Extract provided:

Added ThresholdTiler #539

erich-r · 2023-03-21T19:53:00Z

Description

Added a new tiler that, given a scorer and a threshold, extracts all tiles whose score is above the threshold.
There may be instances when the user does not want the top n tiles from a slide, but rather every tile with a score over a specified threshold.
In this instance, the user does not know beforehand how many tiles must be extracted.

Types of Changes

Issues Fixed or Closed by This PR

Checklist

My code follows the code style of this project.
My change requires a change to the documentation.
I have updated the documentation accordingly.
I have read the CONTRIBUTING document.
I have added tests to cover my changes.
I have tested the changes and verified that they work and don't break anything (as well as I can manage).

for more information, see https://pre-commit.ci

codecov · 2023-03-21T20:07:40Z

Codecov Report

Patch coverage: 98.36% and project coverage change: -0.07% ⚠️

Comparison is base (7fc5fcd) 100.00% compared to head (dc6cfd5) 99.93%.
Report is 64 commits behind head on master.

❗ Current head dc6cfd5 differs from pull request most recent head 2b8e315. Consider uploading reports for the commit 2b8e315 to get more accurate results

Additional details and impacted files

@@             Coverage Diff             @@
##            master     #539      +/-   ##
===========================================
- Coverage   100.00%   99.93%   -0.07%     
===========================================
  Files           19       19              
  Lines         1576     1637      +61     
  Branches       165      175      +10     
===========================================
+ Hits          1576     1636      +60     
- Partials         0        1       +1

Files Changed	Coverage Δ
histolab/tiler.py	`99.70% <98.36%> (-0.30%)`	⬇️

☔ View full report in Codecov by Sentry.
📢 Have feedback on the report? Share it here.

ernestoarbitrio

Hi @erich-r 👋

Thanks for your contribution, we really appreciate it. ❤️

I had a few time to do a first round of code review and left some comments here.

Please take a look at my comments and also I believe that you miss the integration tests for this new tiler. Unit tests are not enough to prevent regressions.

My comments are mostly implementation and design wise ... waiting for @alessiamarcolini or @nicolebussola for a paired CR.

histolab/tiler.py

ernestoarbitrio · 2023-03-22T08:02:04Z

tests/unit/test_tiler.py

+        tile = Tile(image, coords)

Data segment:
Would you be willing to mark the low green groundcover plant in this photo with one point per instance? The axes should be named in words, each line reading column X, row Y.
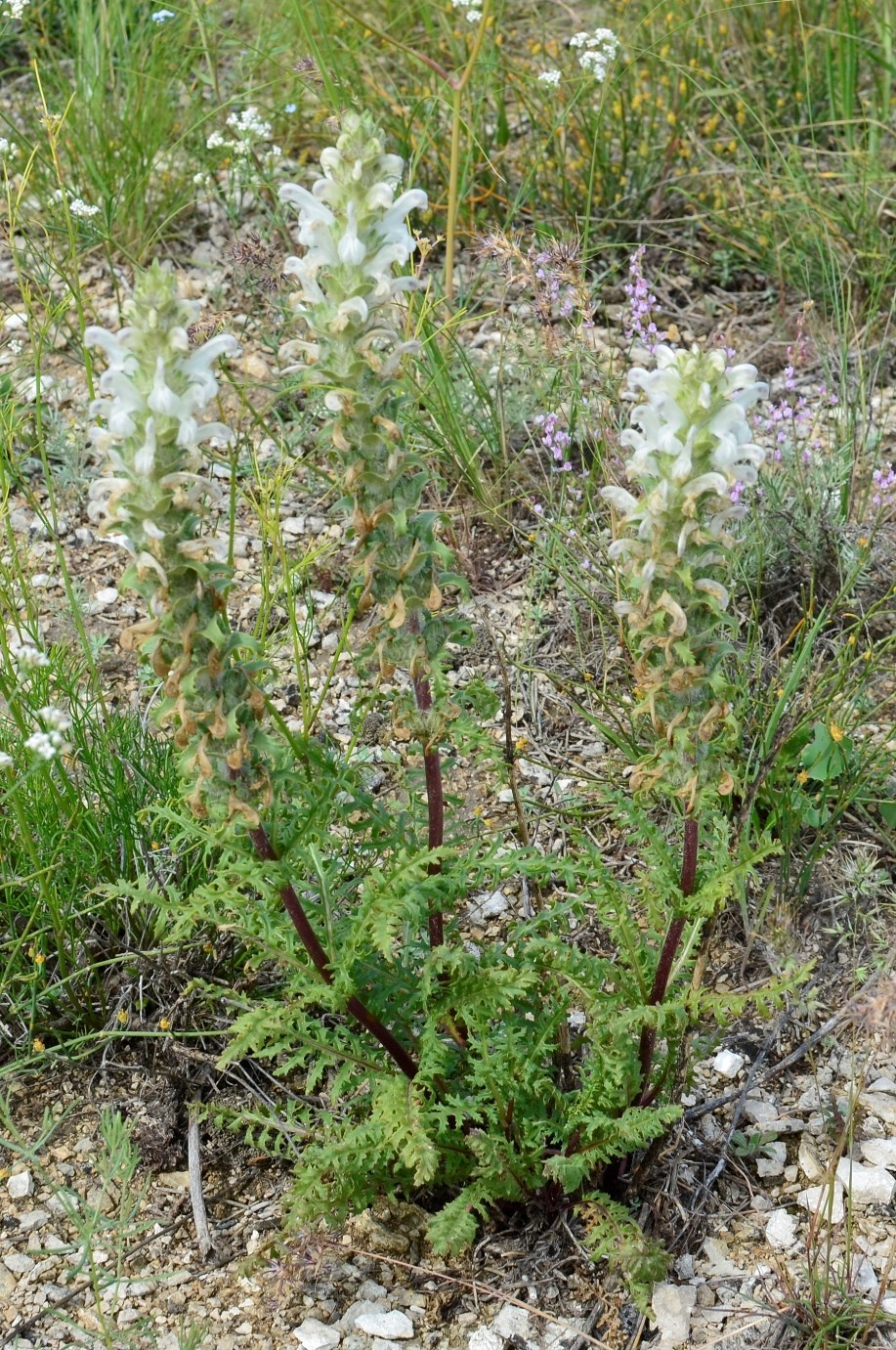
column 534, row 1064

Tasks and exercises:
1. For the pull request thread on the ThresholdTiler, say whether each statement agrees with the text: (a) the new tiler extracts the top n tiles from a slide; (b) the reported patch coverage is 98.36%; (c) the reviewer considers unit tests sufficient for the new tiler. Answer each with yes or no and quote the deciding words.
2. Pick up the pull request thread on the ThresholdTiler after its last line and write what follows.

Results for each task:
1.
(a) No: "extracts all tiles whose score is above the threshold"
(b) Yes: "Patch coverage: 98.36%"
(c) No: "Unit tests are not enough to prevent regressions."

2.
+        _tiles_generator = method_mock(request, GridTiler, "_tiles_generator")
+        # it needs to be a generator
+        _tiles_generator.return_value = ((tile, coords) for i in range(3))


The _tiles_generator return value in the signatures is Tuple[List[Tuple[float, CoordinatePair]], List[Tuple[float, CoordinatePair]]] and here you are assigning (tile, coords) I don't think it's quite correct.
So or the test is wrong or the signature is wrong. :D

The method being mocked is _tiles_generator of the GridTiler class, which I think has the signature Tuple[Tile, CoordinatePair], so I think both test and signatura are correct (?)

Oh ok, but now the question is why are you mocking the GridTiler? You should mock the one from the ThresholdTiler

Oh ok, but now the question is why are you mocking the GridTiler?

Because the aim of the test is to check whether the tiler can extract the scores from tiles, so I think it does not matter if the tiles come from a GridTiler.

In the test it_can_calculate_filtered_tiles I am calling the _tiles_generator from a ThresholdTiler.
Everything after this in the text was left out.